---------- RECORDS

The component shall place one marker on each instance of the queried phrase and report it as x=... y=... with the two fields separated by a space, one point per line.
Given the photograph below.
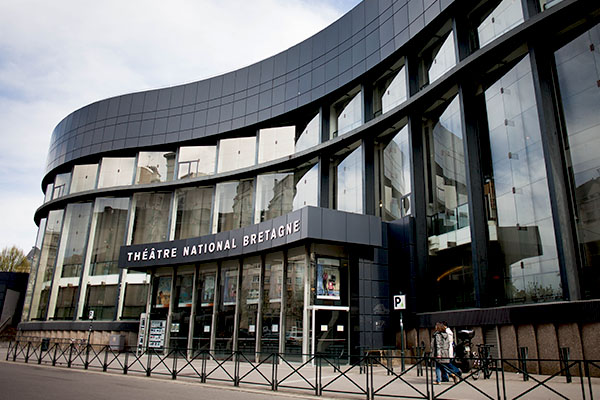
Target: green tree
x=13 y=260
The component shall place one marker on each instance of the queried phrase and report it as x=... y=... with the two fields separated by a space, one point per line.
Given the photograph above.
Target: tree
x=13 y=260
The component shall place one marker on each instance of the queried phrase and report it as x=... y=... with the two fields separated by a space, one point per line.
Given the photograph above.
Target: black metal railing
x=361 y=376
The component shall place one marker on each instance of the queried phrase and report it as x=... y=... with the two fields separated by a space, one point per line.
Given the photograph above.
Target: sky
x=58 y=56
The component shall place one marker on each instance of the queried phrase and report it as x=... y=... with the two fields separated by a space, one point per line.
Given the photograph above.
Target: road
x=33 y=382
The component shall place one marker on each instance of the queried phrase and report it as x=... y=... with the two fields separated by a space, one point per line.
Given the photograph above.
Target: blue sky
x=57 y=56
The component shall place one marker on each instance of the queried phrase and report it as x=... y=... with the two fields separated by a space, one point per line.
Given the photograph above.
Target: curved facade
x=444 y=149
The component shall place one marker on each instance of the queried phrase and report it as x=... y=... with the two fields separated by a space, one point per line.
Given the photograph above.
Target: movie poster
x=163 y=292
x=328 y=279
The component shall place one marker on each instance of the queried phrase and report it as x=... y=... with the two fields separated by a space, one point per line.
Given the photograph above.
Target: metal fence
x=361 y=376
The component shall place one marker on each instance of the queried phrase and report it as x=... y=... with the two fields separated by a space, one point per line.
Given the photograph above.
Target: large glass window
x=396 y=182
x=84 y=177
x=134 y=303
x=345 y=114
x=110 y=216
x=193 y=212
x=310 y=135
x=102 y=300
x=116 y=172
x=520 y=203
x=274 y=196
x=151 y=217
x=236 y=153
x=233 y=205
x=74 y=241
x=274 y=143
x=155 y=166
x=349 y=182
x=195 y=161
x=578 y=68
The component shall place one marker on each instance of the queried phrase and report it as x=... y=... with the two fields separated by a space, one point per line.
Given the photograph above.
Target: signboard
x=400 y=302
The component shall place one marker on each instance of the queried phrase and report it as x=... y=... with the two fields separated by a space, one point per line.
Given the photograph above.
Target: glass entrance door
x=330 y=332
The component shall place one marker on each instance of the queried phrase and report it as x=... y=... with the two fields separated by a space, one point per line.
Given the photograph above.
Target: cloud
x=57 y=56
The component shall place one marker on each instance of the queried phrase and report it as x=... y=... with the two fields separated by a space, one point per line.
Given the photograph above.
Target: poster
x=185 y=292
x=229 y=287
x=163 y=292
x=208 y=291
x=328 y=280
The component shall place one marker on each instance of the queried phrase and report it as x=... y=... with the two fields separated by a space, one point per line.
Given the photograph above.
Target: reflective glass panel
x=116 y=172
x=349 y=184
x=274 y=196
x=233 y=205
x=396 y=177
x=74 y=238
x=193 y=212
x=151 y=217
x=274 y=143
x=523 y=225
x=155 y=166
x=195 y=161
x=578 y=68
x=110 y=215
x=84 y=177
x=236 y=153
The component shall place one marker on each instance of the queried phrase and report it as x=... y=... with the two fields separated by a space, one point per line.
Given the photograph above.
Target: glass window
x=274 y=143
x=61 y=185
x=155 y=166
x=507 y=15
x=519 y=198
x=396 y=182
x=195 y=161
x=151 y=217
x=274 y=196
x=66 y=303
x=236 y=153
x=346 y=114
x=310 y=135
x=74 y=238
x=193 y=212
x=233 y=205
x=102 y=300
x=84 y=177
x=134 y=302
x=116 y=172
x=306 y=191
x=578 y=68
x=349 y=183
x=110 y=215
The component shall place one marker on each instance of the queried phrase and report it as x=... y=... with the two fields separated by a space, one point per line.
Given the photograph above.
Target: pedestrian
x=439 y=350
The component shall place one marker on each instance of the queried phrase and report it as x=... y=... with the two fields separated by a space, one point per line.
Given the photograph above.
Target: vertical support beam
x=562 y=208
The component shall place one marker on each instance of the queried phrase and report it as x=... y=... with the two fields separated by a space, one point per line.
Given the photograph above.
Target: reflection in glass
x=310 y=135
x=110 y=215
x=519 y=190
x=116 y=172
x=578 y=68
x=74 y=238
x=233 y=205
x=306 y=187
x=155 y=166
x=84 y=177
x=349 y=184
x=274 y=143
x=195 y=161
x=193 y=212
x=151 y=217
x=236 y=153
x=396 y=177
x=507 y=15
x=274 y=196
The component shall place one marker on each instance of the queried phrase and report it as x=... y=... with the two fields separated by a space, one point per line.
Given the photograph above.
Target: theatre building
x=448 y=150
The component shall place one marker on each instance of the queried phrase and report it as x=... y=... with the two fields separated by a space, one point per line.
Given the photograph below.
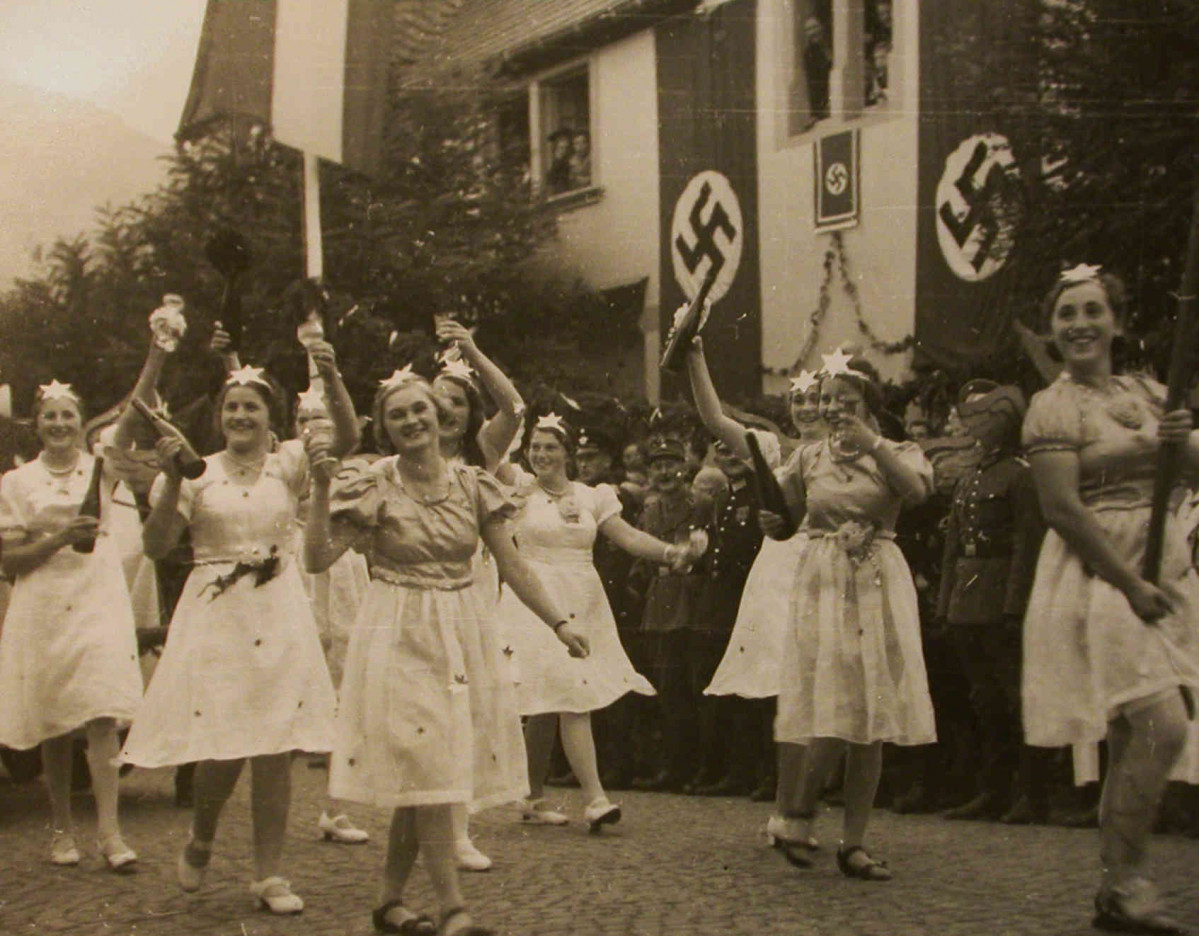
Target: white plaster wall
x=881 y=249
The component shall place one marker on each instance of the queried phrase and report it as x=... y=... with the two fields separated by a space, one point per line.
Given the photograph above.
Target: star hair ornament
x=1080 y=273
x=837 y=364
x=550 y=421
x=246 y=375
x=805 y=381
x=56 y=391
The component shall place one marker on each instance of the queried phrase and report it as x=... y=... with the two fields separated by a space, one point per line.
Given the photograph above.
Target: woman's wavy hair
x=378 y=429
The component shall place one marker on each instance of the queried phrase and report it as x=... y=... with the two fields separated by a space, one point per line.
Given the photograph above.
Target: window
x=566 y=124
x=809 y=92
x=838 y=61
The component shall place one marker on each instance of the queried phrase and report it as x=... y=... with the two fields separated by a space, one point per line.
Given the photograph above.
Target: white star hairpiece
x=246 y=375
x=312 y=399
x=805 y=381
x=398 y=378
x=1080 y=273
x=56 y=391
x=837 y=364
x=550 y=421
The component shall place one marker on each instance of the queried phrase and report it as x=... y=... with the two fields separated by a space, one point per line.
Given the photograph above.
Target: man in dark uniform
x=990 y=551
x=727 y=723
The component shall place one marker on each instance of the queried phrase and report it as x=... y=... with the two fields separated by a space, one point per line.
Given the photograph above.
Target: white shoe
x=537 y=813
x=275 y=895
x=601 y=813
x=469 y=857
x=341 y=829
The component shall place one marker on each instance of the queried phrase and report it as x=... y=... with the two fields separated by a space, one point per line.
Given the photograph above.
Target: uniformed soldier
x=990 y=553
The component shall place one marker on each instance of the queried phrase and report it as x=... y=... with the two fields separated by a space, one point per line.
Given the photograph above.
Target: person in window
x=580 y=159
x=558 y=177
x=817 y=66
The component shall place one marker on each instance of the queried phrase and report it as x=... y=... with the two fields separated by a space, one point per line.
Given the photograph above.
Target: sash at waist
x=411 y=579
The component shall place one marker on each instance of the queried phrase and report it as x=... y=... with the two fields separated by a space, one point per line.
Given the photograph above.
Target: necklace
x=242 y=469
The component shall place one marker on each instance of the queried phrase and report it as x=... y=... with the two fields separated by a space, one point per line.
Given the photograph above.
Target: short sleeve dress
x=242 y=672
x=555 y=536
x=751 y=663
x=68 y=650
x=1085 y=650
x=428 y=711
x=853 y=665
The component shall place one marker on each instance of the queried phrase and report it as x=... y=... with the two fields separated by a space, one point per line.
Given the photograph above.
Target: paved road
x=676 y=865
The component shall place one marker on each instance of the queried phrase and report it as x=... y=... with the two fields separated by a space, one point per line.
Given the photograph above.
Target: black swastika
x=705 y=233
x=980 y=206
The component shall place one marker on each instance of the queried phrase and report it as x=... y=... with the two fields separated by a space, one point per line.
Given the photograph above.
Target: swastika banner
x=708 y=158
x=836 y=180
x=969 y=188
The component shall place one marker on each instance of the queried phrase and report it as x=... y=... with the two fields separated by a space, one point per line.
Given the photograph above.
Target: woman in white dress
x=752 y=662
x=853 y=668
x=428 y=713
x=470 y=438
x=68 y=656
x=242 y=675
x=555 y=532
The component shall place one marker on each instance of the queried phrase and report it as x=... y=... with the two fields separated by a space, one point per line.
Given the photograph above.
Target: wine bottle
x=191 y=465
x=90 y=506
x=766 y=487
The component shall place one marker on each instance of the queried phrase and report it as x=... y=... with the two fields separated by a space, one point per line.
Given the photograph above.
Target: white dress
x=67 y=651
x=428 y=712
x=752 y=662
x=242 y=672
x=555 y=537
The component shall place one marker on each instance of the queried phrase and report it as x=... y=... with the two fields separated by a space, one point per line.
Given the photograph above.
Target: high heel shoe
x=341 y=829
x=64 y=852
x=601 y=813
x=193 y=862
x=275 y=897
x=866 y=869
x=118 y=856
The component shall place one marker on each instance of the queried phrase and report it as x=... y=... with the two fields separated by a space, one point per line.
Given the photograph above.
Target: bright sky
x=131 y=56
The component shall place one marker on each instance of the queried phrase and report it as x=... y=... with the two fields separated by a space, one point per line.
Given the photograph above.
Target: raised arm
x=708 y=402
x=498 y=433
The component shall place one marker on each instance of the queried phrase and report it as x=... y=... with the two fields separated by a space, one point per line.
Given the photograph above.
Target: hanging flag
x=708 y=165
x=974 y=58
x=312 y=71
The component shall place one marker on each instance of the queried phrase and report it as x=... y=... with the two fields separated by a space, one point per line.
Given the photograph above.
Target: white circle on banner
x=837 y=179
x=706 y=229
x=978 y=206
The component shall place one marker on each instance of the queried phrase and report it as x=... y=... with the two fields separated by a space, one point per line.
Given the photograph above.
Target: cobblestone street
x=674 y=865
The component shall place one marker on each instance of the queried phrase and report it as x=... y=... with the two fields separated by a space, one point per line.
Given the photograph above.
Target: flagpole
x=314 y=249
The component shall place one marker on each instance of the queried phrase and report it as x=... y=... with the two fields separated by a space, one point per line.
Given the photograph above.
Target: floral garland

--------------------

- [YOUR OBJECTIVE] Locate every line in the data above that contains the word "glass", and copy each of those lines. Case counts.

- [RESULT FOR THIS TASK]
Target: large glass window
Target: glass entrance door
Target: reflective glass panel
Target: glass window
Target: reflection in glass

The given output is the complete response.